** START SOURCE PASSAGE **
A few months ago I wrote a blog post about Self Love. I said that the time at which I felt this overwhelmingly, was after I had been travelling. A lack of mirrors, a sense of freedom and free from any sought of ‘societal pressure.’ I knew that maintaining this feeling would be hard but, I’d been doing quite well in practising what I preach, until…I went into Mango changing rooms on Oxford Street.
Firstly, why the fuck do high street shops not understand that in order for me to purchase their clothes, I need to look good in them. Don’t light the changing rooms with a bright white light that enhances every lump, bump and strain of cellulite. Normally I wouldn’t have persisted when I knew that I wasn’t feeling myself, but I had to exchange a Christmas present before the end of the return period. So the pressure was on. Especially as the Jeans in question were a constant reminder of how large my thighs are.
With piles of trousers in my hands, I stood in front of the mirror and began to change. Most of the items failed to get past my knees and on 5th attempt of pulling on a pair of uncooperative trousers I began to sweat. Hot from the bright light and the stress of the fact that nothing in this fucking shop fucking fit me.
Don’t get me wrong I am well aware that I’m carrying a little Christmas weight but, the fact that I am bigger than the biggest size in this shop, is pretty unacceptable.
And so I arrive at last chance Saloon, the last pair of trousers. I’m now standing with my top lifted up in an attempt to cool myself down, trousers around my ankles and tears in my eyes. It’s pathetic really, but those trousers began to represent all of the times that I had been called fat, or looked in the mirror and didn’t like the reflection looking back at me. Like all of the other pairs, the trousers did not fit. To be honest they would have been better suited as sleeves.
Feeling deflated I put my own jeans back on, which now felt like a hug from an old friend, pulled myself together and left the changing room. I politely shook my head when the lady asked me if I wanted to keep anything, and decided to head to my comfort zone. Dresses. You can’t go wrong with a dress, doesn’t even have to be a dress, it can be a kind of kaftan or a shmock. They always fit.
** END SOURCE PASSAGE **
** START DATA SECTION **
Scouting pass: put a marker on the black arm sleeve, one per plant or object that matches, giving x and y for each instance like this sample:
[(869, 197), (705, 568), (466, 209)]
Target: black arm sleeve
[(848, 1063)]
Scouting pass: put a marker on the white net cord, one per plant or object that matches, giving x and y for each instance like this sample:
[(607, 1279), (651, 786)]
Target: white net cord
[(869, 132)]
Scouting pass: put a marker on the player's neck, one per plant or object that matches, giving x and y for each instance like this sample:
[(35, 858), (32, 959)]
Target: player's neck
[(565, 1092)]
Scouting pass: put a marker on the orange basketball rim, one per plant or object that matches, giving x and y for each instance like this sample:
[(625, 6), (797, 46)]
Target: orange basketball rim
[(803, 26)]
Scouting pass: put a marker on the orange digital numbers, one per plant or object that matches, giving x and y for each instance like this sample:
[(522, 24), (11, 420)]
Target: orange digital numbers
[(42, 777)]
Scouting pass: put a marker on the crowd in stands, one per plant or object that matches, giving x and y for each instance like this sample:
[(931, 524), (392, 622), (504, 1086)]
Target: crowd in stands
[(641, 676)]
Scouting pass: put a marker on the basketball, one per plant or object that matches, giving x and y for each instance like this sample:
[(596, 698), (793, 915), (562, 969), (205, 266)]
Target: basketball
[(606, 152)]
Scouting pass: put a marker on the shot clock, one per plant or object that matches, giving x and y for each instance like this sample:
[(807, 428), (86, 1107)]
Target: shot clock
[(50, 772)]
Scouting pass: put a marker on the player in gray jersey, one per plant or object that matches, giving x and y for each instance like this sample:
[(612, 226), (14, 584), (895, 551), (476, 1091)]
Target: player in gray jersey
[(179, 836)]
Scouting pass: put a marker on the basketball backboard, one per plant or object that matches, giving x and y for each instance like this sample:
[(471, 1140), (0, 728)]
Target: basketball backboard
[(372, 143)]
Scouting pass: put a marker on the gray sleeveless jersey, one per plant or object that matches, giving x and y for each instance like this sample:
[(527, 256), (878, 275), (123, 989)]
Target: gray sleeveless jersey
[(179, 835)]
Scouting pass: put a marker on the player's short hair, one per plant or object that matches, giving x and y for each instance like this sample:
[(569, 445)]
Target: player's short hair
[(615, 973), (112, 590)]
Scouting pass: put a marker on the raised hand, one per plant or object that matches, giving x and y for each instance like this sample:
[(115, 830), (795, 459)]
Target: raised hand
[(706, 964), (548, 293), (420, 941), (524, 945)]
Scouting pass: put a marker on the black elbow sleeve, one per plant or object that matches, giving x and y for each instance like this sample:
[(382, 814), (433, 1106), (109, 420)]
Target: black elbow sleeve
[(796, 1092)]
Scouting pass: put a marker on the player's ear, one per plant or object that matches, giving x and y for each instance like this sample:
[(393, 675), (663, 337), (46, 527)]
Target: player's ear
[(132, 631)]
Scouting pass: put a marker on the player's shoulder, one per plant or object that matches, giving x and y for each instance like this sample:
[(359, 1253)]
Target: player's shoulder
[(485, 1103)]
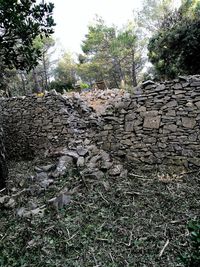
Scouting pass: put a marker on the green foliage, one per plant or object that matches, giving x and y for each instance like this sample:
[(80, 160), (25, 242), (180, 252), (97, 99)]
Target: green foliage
[(65, 72), (21, 22), (191, 258), (110, 54), (84, 85), (174, 49)]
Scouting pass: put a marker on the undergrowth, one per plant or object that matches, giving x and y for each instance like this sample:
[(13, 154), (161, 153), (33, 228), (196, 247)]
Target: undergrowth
[(135, 221)]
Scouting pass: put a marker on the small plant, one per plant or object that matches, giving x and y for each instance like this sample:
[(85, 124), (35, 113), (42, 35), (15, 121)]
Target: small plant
[(191, 258)]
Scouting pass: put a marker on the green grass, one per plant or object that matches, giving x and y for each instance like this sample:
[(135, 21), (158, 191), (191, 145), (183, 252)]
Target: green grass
[(109, 223)]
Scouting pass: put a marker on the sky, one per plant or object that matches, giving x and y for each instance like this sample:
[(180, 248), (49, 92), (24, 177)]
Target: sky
[(73, 17)]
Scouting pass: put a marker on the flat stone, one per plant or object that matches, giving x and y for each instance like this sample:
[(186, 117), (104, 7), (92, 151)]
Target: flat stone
[(80, 162), (188, 122), (152, 122), (197, 104), (170, 127), (81, 151), (170, 104), (150, 113), (129, 126)]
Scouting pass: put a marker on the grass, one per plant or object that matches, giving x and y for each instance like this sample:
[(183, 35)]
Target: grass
[(135, 221)]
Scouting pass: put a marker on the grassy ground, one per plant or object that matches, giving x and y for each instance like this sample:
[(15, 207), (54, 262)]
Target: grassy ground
[(135, 221)]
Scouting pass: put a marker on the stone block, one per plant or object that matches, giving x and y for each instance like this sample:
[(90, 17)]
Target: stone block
[(129, 125), (152, 122), (188, 122)]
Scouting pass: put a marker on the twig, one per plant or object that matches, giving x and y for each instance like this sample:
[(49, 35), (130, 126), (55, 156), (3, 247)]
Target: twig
[(103, 198), (2, 190), (71, 237), (165, 245), (136, 175)]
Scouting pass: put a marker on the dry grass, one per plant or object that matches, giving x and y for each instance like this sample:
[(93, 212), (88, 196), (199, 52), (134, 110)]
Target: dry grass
[(135, 221)]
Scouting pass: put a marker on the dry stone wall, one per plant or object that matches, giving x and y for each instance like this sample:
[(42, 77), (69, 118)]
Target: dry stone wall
[(157, 124)]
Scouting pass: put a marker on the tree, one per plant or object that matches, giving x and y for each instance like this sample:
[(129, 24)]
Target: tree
[(65, 75), (111, 53), (20, 23), (174, 49)]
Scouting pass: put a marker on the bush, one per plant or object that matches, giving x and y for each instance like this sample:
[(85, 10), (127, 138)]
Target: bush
[(191, 258)]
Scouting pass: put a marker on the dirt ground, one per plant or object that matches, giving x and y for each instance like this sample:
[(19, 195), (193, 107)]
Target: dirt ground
[(139, 220)]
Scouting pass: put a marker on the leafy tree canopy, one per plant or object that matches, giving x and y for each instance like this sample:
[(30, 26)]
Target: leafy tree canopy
[(174, 49), (21, 21)]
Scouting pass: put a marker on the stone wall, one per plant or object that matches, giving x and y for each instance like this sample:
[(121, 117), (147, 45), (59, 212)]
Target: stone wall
[(33, 125), (157, 124)]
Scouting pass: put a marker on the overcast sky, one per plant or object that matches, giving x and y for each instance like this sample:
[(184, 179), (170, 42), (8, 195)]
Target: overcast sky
[(72, 18)]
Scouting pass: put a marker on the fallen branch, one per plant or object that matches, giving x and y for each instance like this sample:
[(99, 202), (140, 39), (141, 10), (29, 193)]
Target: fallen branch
[(162, 250)]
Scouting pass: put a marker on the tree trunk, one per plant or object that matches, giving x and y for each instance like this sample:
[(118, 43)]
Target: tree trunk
[(37, 88), (134, 79), (3, 165), (45, 71)]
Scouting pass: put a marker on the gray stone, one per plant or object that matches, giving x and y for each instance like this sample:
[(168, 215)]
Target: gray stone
[(170, 104), (81, 151), (188, 122), (129, 126), (152, 122), (170, 127), (80, 162)]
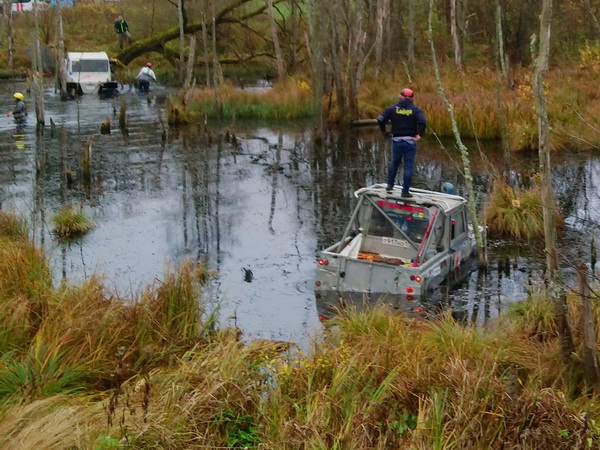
** END DATA SECTION **
**PARTS OF THE EXERCISE:**
**1.** In the blog post about the Mango changing rooms, what did the writer need to do before the end of the return period?
**2.** Continue the blog post about the Mango changing rooms, starting right after its last sentence.
The data has no connection to the blog post about the changing rooms.

**RESPONSES BY TASK:**
**1.** Exchange a Christmas present.

**2.**
So with a plethora of dresses slung over my arm, I headed back to the changing rooms. A little less hot and a little more optimistic. The only slight problem with dresses is that in order to try them on, you have to remove 90% of your clothing. Not ideal when you’re feeling a little plump and as though you’re standing in that 360 mirror that Trinny and Susannah used to put people in. Nonetheless, I persisted. Determined to replace the jeans that reminded me constantly of my thunder thighs (thunder thighs, of course is not self-love, but this is how I felt at the time.)
I was however, mistaken. In this instance dresses were not my friend. They didn’t fit, nor did they make me feel any better about myself than the trousers had. At one point I had this dress locked over my head, with the thought that my only solution would be to walk out of the changing rooms, arms and dress in the air and cry for help. Luckily I managed to wriggle my way out. Exhausted I threw the dress on the floor and stood in front of the mirror, and cried. Writing this I feel embarrassed, silly and quite hypocritical. As you know I write a lot about loving yourself no matter what, and in my everyday life I spend my time fanning the flames of my friends, so that they know how incredible they are. Why in this situation could I not have done this for myself?
Sadly, the high street shop is a perfect personification of the boxes that we must fit into. The numbers on the hangers suddenly carry so much significance. A ladder that you’d rather scale down than climb up. And when like me, you reach the top and still haven’t found a step that you’re comfortable on, the next one is falling off the top, leaving you without any step to stand on. Of course this is changing, there’s positive movements plastered all over the fashion industry for inclusion. But, it didn’t stop me weeping in a pile of clothes that I had allowed to define my happiness.
That’s when I pulled myself together. They’re clothes for God sake. I’ve got a wardrobe at home full of them that fit me just fine, and have enabled me to work, dance, pull, laugh, run and feel like a sex machine ready to explode. So no, these clothes, in this changing room will not be defining my happiness any longer. I handed everything back to the same lady, that has now taken 22 items of clothing from me and I strutted to the shoes. No matter how fat or thin I get, my big feet will always be big. A pair of white Cowboy boots were the only thing that could replicate how fabulous I needed to feel. And fabulous they are too.
Sitting in my room, they now mean so much more than a pair of shoes. They remind me to never determine my beauty or level of self-love by external forces. That goes for clothes but also for far more dangerous things; like other peoples opinions. These delicious boots will forever be a statement of how little the size on the tag means, and how little the way that you look actually matters, because it’s all about how something makes you feel. I didn’t feel good in any of those jeans that were incapable of reaching over my knees, so I didn’t get them. I feel pretty spicy in these boots, so they are staying.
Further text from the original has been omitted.